(Data in this exercise begins)
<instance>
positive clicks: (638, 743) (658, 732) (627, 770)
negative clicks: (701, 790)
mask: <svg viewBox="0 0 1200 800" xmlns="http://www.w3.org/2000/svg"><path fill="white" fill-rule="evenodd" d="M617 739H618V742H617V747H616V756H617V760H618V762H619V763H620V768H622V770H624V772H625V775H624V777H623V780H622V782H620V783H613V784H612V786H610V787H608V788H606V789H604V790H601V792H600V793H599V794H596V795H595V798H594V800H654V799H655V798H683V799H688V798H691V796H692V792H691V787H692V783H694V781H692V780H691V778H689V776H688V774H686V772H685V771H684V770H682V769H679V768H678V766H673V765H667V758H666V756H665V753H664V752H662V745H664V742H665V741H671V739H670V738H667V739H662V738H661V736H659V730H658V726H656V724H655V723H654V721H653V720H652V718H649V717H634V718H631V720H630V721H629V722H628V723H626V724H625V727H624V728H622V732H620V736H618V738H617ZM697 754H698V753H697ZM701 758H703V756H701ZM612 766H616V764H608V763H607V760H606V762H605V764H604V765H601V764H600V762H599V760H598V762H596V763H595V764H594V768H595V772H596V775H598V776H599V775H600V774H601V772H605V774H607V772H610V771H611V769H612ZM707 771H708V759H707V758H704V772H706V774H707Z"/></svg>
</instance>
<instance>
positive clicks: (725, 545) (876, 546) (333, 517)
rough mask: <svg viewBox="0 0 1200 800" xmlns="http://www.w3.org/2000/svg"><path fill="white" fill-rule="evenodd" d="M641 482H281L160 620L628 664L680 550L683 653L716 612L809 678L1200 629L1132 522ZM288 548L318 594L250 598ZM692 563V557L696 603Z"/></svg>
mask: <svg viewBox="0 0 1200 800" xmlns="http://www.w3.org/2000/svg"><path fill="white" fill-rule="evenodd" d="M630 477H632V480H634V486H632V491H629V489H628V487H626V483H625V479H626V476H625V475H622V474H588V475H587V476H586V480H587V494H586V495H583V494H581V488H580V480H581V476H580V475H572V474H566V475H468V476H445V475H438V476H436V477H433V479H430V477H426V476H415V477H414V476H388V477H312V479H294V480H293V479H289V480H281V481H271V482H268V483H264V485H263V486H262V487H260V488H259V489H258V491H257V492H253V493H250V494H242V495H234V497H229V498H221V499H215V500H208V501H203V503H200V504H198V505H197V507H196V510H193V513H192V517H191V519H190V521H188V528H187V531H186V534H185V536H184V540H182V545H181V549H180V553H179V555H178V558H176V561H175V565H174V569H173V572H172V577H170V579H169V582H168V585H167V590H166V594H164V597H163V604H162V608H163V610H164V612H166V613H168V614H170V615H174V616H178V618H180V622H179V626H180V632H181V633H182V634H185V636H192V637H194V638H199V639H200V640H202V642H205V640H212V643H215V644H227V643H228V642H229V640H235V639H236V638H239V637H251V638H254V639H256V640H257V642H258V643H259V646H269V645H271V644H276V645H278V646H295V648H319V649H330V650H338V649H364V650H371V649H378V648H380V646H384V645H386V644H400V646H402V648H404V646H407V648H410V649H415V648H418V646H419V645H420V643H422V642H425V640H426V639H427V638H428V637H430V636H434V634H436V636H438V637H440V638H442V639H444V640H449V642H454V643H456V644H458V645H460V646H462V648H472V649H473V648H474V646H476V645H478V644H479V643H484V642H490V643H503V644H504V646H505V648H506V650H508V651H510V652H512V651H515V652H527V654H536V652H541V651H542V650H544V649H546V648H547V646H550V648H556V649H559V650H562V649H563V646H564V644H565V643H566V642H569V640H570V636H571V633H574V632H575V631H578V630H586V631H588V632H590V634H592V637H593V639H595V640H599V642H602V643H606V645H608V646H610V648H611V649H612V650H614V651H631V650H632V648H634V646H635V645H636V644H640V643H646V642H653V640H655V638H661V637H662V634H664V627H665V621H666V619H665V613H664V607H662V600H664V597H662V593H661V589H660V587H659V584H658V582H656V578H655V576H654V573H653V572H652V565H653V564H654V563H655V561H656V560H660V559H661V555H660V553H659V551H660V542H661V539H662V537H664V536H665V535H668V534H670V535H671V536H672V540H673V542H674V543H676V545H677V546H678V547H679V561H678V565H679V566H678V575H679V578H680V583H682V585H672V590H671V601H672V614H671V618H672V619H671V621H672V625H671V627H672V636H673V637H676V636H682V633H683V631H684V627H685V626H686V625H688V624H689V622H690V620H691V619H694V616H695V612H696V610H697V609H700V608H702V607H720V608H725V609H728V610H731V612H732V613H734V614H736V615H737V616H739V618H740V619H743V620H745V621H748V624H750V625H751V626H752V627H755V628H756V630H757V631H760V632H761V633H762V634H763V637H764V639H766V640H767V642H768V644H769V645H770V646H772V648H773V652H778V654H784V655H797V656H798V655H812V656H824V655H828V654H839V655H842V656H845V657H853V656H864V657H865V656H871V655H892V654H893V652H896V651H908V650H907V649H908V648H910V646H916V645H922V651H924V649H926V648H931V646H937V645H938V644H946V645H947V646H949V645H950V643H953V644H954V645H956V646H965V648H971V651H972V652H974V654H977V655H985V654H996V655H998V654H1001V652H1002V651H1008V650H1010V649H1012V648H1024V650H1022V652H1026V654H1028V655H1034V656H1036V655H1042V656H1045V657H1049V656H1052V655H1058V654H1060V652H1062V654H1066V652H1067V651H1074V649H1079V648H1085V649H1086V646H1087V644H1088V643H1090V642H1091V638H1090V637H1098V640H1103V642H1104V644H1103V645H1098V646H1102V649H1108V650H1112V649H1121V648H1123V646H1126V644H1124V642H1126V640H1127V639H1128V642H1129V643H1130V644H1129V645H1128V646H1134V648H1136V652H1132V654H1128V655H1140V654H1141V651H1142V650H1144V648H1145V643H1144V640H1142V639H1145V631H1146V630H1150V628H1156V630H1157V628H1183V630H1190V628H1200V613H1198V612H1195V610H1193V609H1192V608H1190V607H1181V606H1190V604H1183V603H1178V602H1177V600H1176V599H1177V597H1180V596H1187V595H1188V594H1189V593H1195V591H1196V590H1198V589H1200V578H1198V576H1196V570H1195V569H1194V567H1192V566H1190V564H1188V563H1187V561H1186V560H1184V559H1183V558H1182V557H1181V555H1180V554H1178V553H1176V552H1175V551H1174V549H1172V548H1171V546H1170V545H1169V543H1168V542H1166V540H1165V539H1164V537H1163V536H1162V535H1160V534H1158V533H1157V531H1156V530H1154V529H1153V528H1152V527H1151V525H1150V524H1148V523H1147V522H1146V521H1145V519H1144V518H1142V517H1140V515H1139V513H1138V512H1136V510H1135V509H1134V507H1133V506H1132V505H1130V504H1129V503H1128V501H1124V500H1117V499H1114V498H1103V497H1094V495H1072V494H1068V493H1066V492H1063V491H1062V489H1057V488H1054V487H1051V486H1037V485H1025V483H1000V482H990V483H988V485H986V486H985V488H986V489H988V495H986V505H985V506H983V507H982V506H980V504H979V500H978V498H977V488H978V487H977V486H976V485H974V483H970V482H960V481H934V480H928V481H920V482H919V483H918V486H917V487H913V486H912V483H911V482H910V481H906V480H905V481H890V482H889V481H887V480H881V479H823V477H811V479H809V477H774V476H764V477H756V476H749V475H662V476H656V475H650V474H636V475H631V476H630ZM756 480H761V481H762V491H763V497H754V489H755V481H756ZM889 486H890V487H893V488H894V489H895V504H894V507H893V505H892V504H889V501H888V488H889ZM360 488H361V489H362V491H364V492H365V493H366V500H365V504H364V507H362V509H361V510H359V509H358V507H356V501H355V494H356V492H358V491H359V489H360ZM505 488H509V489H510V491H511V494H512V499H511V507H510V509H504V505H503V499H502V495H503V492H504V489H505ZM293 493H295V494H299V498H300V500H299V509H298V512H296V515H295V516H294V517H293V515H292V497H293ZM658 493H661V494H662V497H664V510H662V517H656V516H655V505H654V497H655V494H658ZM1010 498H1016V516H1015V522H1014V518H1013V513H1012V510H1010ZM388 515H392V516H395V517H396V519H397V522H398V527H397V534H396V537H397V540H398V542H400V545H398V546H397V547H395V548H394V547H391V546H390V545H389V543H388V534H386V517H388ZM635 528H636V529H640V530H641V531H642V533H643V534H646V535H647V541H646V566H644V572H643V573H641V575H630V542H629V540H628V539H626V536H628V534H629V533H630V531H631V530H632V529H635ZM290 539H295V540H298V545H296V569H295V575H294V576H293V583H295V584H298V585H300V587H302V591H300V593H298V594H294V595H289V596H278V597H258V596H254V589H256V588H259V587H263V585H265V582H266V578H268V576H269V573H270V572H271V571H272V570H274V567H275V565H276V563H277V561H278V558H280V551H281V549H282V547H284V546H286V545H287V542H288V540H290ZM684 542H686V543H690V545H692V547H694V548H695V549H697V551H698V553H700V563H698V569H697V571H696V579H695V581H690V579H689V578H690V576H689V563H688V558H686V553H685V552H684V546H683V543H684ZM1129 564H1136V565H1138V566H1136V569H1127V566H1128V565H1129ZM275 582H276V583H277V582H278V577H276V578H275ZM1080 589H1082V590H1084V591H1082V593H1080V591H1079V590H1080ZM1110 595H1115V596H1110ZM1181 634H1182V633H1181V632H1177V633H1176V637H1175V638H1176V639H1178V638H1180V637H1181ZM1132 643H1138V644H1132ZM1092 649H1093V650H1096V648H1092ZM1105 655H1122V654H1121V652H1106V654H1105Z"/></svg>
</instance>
(Data in this exercise ends)
» What you need to do
Nothing but the lines from the start of the data above through the line with "positive clicks: (638, 743)" should appear in your answer, copied exactly.

» Solution to this problem
<instance>
positive clicks: (638, 743) (658, 732) (627, 770)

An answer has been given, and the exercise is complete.